*DIRECTIONS FOR THIS TASK*
Only the pictures are left out: repeat the rest of the entries exactly.
## begin RECORDED INFORMATION
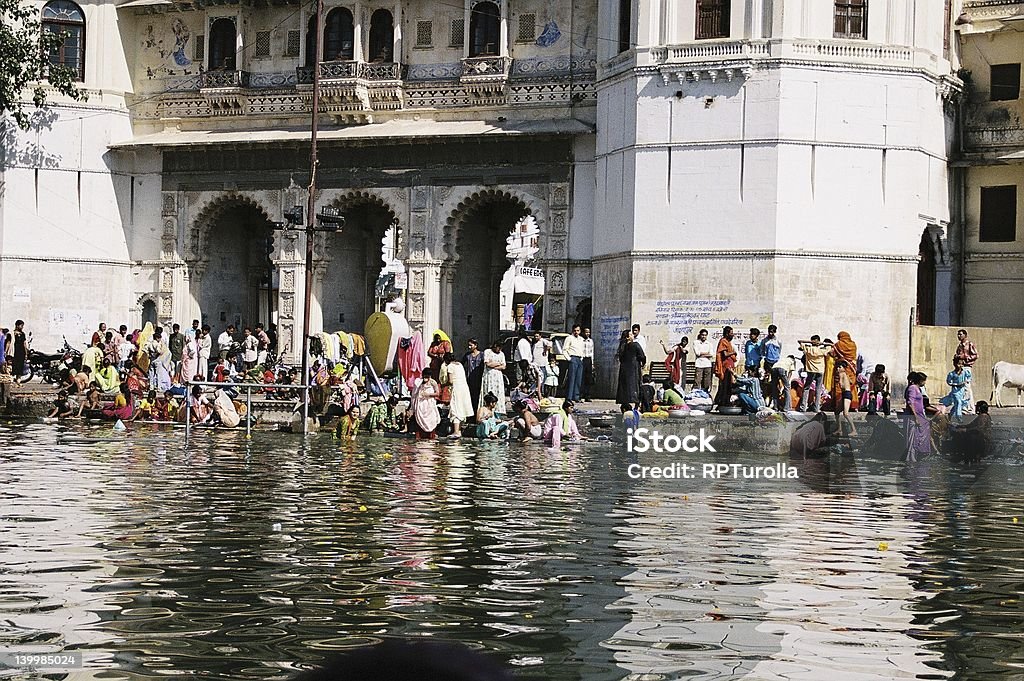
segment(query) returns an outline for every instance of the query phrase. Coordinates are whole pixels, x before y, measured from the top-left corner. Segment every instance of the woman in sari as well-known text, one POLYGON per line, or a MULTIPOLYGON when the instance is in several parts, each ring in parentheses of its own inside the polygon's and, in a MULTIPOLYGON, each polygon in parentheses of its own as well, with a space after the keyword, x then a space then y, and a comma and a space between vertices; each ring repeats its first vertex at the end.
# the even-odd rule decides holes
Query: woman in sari
POLYGON ((437 426, 441 422, 440 412, 437 411, 437 393, 440 388, 433 379, 433 372, 430 368, 423 370, 423 381, 416 387, 413 394, 413 418, 419 430, 416 433, 417 439, 433 439, 437 437, 437 426))
POLYGON ((833 409, 839 414, 843 411, 843 381, 839 380, 839 373, 844 372, 849 379, 850 385, 850 409, 856 410, 858 405, 857 394, 857 344, 853 342, 850 338, 850 334, 845 331, 839 332, 837 336, 837 341, 833 345, 831 355, 835 360, 831 373, 829 374, 827 366, 825 367, 826 375, 831 377, 831 386, 829 388, 829 394, 831 394, 833 409), (844 367, 840 367, 841 361, 846 361, 844 367))
POLYGON ((949 408, 949 416, 959 421, 964 410, 971 406, 968 401, 968 386, 971 384, 971 370, 964 366, 962 357, 953 357, 953 370, 946 375, 949 394, 939 401, 949 408))
POLYGON ((689 354, 689 344, 690 339, 683 336, 670 350, 665 347, 665 341, 662 341, 662 349, 666 354, 665 369, 669 372, 672 384, 682 387, 683 392, 686 391, 686 355, 689 354))
POLYGON ((502 352, 502 342, 496 340, 490 348, 483 351, 483 381, 480 384, 480 407, 487 393, 498 398, 495 412, 504 416, 508 413, 505 407, 505 353, 502 352))
POLYGON ((932 424, 925 414, 925 381, 928 376, 921 372, 910 372, 906 377, 906 460, 916 461, 918 455, 932 453, 932 424))
POLYGON ((434 340, 427 348, 427 356, 430 357, 430 373, 434 376, 441 375, 441 365, 444 364, 444 355, 452 352, 452 340, 447 334, 438 329, 434 332, 434 340))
## end RECORDED INFORMATION
*THE OUTPUT*
segment(query) returns an outline for every instance of the query phrase. Coordinates are whole pixels, x before y, measured from the top-left corner. Segment every instance of the woman in sari as well-known text, one POLYGON per line, or a MULTIPOLYGON when the instance is in several parts, each ring in parentheses of its own inside the polygon's and, in a MULTIPOLYGON, each polygon in parentheses of its own as well, with a space after the keyword, x then a space then y, and a comma and a space between vertices; each ring repeats its first vertex at the end.
# the even-odd rule decides holes
Query: woman in sari
POLYGON ((437 426, 441 422, 440 412, 437 411, 437 393, 440 388, 433 379, 433 372, 430 368, 423 370, 423 381, 416 387, 413 394, 413 418, 419 430, 416 433, 417 439, 433 439, 437 437, 437 426))
POLYGON ((833 409, 839 414, 843 411, 843 381, 839 380, 839 373, 844 372, 849 379, 850 385, 850 409, 856 410, 858 405, 857 394, 857 344, 853 342, 850 338, 850 334, 845 331, 839 332, 837 336, 837 341, 833 345, 831 355, 835 360, 831 373, 829 374, 827 366, 825 367, 826 375, 831 377, 831 386, 829 388, 829 394, 831 394, 833 409), (844 367, 840 367, 841 361, 846 361, 844 367))
POLYGON ((949 408, 949 416, 959 421, 964 410, 971 406, 968 401, 968 386, 971 384, 971 370, 964 366, 962 357, 953 357, 953 370, 946 375, 949 394, 939 401, 949 408))
POLYGON ((689 354, 689 344, 690 339, 683 336, 670 350, 665 347, 665 341, 662 341, 662 349, 666 354, 665 369, 669 372, 672 384, 682 387, 683 392, 686 391, 686 355, 689 354))
POLYGON ((502 352, 502 342, 496 340, 490 348, 483 351, 483 381, 480 384, 480 407, 487 393, 498 398, 495 412, 504 416, 508 413, 505 407, 505 353, 502 352))
POLYGON ((932 424, 925 414, 925 381, 928 376, 921 372, 910 372, 906 377, 906 460, 916 461, 918 455, 932 453, 932 424))
POLYGON ((434 340, 427 348, 427 356, 430 357, 430 373, 434 376, 441 375, 441 365, 444 364, 444 355, 452 352, 452 340, 447 334, 438 329, 434 332, 434 340))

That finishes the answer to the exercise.